== Given records
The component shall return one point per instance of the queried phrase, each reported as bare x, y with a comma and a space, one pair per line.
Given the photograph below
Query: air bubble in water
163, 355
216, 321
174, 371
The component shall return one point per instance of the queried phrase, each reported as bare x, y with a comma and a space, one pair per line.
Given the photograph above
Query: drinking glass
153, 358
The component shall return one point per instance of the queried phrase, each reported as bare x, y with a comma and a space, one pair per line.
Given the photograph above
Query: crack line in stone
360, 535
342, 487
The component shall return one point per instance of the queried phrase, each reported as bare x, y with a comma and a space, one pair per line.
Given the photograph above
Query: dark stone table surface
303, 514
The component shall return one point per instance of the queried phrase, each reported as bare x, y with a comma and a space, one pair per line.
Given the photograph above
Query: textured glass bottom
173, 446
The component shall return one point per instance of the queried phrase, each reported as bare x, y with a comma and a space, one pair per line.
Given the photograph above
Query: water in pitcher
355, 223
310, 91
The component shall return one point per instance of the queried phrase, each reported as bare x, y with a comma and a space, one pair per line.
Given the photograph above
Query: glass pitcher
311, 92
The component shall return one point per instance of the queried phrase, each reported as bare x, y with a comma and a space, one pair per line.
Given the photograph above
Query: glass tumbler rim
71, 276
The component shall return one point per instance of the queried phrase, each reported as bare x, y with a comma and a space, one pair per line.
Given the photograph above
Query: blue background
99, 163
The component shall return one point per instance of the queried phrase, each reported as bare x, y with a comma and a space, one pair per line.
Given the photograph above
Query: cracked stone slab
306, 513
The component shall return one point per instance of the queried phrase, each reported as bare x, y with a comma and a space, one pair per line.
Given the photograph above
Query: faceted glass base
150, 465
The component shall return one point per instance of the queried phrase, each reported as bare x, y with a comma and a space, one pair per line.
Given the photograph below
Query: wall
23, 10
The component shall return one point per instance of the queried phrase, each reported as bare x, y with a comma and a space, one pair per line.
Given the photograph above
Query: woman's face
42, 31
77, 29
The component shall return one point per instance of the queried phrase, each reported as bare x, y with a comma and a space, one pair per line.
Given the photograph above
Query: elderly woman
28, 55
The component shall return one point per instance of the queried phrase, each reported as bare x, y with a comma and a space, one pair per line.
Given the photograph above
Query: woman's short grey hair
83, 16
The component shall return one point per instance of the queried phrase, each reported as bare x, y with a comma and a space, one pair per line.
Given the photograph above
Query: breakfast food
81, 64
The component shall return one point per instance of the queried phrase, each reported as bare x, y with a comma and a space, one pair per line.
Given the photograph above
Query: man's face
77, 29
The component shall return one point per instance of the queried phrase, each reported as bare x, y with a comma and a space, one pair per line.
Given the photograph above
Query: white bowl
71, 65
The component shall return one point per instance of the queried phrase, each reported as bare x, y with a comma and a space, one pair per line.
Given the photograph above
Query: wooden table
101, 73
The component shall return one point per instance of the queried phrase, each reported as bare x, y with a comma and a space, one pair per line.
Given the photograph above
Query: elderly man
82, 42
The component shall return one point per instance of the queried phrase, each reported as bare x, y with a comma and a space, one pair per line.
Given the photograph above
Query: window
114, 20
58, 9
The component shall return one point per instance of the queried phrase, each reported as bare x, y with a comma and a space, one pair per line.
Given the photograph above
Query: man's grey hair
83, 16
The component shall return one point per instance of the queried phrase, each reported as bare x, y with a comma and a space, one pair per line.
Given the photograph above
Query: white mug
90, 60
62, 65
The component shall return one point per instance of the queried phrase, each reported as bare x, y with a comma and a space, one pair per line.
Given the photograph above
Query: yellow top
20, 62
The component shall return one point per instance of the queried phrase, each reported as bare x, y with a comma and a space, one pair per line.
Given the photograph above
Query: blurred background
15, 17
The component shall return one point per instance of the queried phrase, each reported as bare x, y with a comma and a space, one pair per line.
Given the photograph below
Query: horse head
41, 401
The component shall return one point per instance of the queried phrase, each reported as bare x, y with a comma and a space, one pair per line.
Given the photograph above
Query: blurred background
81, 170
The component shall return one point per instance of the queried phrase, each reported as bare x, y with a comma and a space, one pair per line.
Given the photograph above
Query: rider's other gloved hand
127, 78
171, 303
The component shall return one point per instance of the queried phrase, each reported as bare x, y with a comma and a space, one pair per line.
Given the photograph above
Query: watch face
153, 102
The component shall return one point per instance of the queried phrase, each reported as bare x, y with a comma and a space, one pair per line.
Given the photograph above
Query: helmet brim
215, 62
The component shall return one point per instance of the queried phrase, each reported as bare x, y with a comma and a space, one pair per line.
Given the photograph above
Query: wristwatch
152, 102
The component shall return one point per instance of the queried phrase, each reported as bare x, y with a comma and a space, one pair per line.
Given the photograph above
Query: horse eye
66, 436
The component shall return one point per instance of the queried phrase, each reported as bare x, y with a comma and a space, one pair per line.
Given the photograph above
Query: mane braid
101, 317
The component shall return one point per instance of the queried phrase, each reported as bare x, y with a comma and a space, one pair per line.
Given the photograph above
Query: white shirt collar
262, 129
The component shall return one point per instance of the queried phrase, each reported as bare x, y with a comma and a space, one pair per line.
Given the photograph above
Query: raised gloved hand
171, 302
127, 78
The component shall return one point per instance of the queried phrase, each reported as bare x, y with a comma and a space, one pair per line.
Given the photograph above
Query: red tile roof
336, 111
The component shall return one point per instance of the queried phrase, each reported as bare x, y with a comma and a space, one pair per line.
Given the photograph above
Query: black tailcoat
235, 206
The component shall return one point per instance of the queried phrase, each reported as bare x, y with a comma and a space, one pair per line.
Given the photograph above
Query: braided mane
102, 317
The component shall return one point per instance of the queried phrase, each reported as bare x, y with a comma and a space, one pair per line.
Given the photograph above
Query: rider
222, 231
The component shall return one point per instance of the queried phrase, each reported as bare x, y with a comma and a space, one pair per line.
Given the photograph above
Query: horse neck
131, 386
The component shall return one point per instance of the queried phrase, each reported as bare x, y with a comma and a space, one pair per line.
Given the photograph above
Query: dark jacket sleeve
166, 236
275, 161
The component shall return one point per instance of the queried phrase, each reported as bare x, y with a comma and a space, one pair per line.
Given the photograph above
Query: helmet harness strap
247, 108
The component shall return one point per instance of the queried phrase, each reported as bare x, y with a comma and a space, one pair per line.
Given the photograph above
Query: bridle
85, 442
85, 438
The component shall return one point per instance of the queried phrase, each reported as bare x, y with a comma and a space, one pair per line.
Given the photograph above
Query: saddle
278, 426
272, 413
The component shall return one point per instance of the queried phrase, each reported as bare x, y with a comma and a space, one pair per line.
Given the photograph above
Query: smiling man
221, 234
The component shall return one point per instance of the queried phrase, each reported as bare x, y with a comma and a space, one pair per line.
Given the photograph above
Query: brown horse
====
** What you have to do **
Send back all the records above word for word.

** Solution to the problem **
The component shall return one point per instance of the queried phrase, each reported as bare x, y with a comma and a space, one pair per line.
Given the photograph below
Query: air bubble in water
163, 355
216, 321
174, 371
The component shall return one point per instance of the queried phrase, each reported as bare x, y with a comma and a space, one pair per line.
Given the photograph above
Query: drinking glass
153, 358
The component shall return one point per instance of the queried phrase, each reported as bare x, y with a comma and a space, one pair per line.
Given the photograph above
Query: crack line in stone
360, 535
342, 487
The component shall return one point per instance of the queried phrase, each reported as bare x, y with a comma and a space, one pair per line.
Given the photograph above
Query: dark stone table surface
303, 514
The component shall return one point per instance of the queried phrase, each reported as bare x, y with a comma and a space, one pair per line.
Given the photograph above
Query: textured glass bottom
173, 446
The component shall return one point per instance of the queried phrase, each reported as bare x, y with a comma and a space, one pair per line.
Given the photograph above
Query: water in pitcher
355, 223
310, 91
The component shall return one point per instance of the queried phrase, each reported as bare x, y with a comma and a space, one pair per line.
Given the photograph above
Query: glass pitcher
311, 92
The component shall return one point per instance of the queried phrase, each reported as bare x, y with a comma and a space, one pair per line.
Given the photograph above
Query: glass tumbler rim
71, 276
The component shall return one point per instance of the queried phrase, each reported as bare x, y with a comma and a space, one pair per line.
Given the photograph above
Query: blue background
99, 163
The component shall return one point per instance of the queried phrase, each reported as bare x, y with a comma and a space, one pair per line.
Given the photograph above
Query: cracked stone slab
306, 513
The component shall return one point per instance of the queried phrase, each reported as bare x, y with a comma and a space, one pair per line.
Given the photograph above
Query: faceted glass base
150, 465
The component shall return one point per instance of the queried phrase, each reported as bare x, y with a comma and a space, one pair per line.
Given the photograph below
Query: wall
23, 10
The component shall return one point per instance of the queried phrase, each reported as bare x, y with a comma and a space, one pair per line.
Given the photograph above
Query: woman's face
42, 31
77, 29
The component shall return one point per instance of the queried phrase, each reported as bare x, y with a comma and a space, one pair per line.
Given the photograph above
Query: elderly woman
28, 55
The component shall return one point per instance of the queried phrase, each reported as bare x, y with a comma and a space, one pair per line.
Given the photograph above
Query: woman's short grey hair
83, 16
The component shall return one point per instance of the queried phrase, each reported as bare x, y with a comma and a space, one pair per line.
Given the photograph above
Query: breakfast food
81, 64
The component shall return one point per instance of the queried phrase, each reported as bare x, y with a comma and a space, one pair per line.
Given the photograph above
Query: man's face
77, 29
The component shall return one point per instance of the queried phrase, each reported as bare x, y with a comma and a space, one pair per line.
Given the photograph above
Query: white bowl
71, 65
The component shall return one point per instance of the queried phrase, each reported as bare x, y with a comma and a space, one pair per line.
Given the photograph above
Query: wooden table
101, 73
The component shall return one point per instance of the queried phrase, each reported as bare x, y with a comma and a space, one pair per line.
Given the photograph above
Query: elderly man
82, 42
The component shall return one point per instance of the queried phrase, each reported as bare x, y with a comma and a space, one pair per line.
Given the photograph above
Query: window
114, 20
58, 9
The component shall return one point per instance of the queried phrase, each reported as bare x, y with a comma and a space, one pair per line.
Given the photograph above
Query: man's grey hair
83, 16
The component shall return one point per instance of the queried phrase, each reported as bare x, y with a comma and a space, one pair per line.
Given the photograph above
Query: white mug
90, 60
62, 65
The component shall return one point per instance of the queried phrase, each reported as bare x, y with a comma and a space, one pair per line.
Given the photograph above
Query: yellow top
20, 62
The component shall return one point per instance of the queried phrase, each reported as bare x, y with a comma and a space, one pair per line.
Given the photograph above
Query: blurred background
15, 17
The component shall return one point per instance of the queried phrase, each reported as bare x, y with a comma and a space, one pair per line.
Given the photograph below
Query: horse head
41, 401
The component shall return one point per instance of the queried phrase, each reported as bare x, y with a comma and a space, one pair per line.
Given the photograph above
Query: blurred background
81, 170
The component shall return one point per instance of the queried phrase, each reported as bare x, y with a comma and a space, one pair per line.
Given the photograph above
Query: rider's other gloved hand
127, 78
171, 303
The component shall return one point per instance of the queried phrase, each reported as bare x, y with a comma and a space, one pair per line.
Given the photograph above
Query: watch face
153, 102
The component shall return one point per instance of the queried phrase, each reported as bare x, y with a comma and a space, one pair per line.
Given the photograph above
Query: helmet brim
215, 62
The component shall return one point per instance of the queried phrase, each reported as bare x, y with a comma and a space, one pair per line.
Given the photograph above
Query: wristwatch
152, 102
The component shall return one point per instance of the queried phrase, each reported as bare x, y with a comma and a space, one pair per line.
Given the photograph above
Query: horse eye
66, 436
The component shall return one point per instance of the queried phrase, each reported as bare x, y with a comma and a space, one pair per line.
Given the photograph above
Query: mane braid
101, 317
The component shall return one point per instance of the queried phrase, each reported as bare x, y with a comma and a space, one pair per line.
Given the photograph above
Query: white shirt collar
262, 129
The component shall return one point per instance of the queried phrase, each reported as bare x, y with a comma and a space, one pair per line.
Given the photograph above
Query: raised gloved hand
171, 302
127, 78
The component shall return one point per instance of the queried phrase, each reported as bare x, y with a comma and a space, one pair per line.
Given the photograph above
Query: red tile roof
336, 111
The component shall return one point per instance of the queried phrase, each reported as bare x, y with a comma and a space, one pair per line.
Given the photograph above
Query: black tailcoat
235, 206
The component shall return one point per instance of the queried phrase, each reported as bare x, y with a comma and a space, one pair per line.
Given the photograph above
Query: braided mane
102, 317
The component shall return one point per instance of the queried phrase, each reported as bare x, y with a comma and a space, one pair per line.
Given the photograph above
Query: rider
222, 231
The component shall return one point per instance of the queried phrase, each reported as bare x, y with a comma and a space, one pair per line.
Given the photograph above
Query: horse neck
131, 386
The component shall return one point per instance of the queried phrase, each reported as bare x, y with a comma and a space, one pair per line.
Given the photograph above
Query: dark jacket sleeve
166, 236
275, 161
The component shall return one point per instance of the queried phrase, each reported as bare x, y with a comma and a space, one pair per line.
Given the photograph above
Query: helmet harness strap
247, 108
The component shall return one point per instance of the queried phrase, each reported as bare x, y with a comma and a space, one pair per line.
Given the photograph above
Query: bridle
85, 442
85, 438
The component shall return one point per instance of the queried phrase, each reported as bare x, y with a comma and a space, one pair per line.
Given the photograph above
Query: saddle
278, 426
272, 413
The component shall return one point per instance of the queried phrase, each reported as bare x, y with a comma and a space, one pair per line.
Given the photograph above
Query: smiling man
221, 234
The component shall return one point per instance of the queried phrase, each reported as bare x, y with a comma and a space, one pair per line.
Given the photograph above
Query: brown horse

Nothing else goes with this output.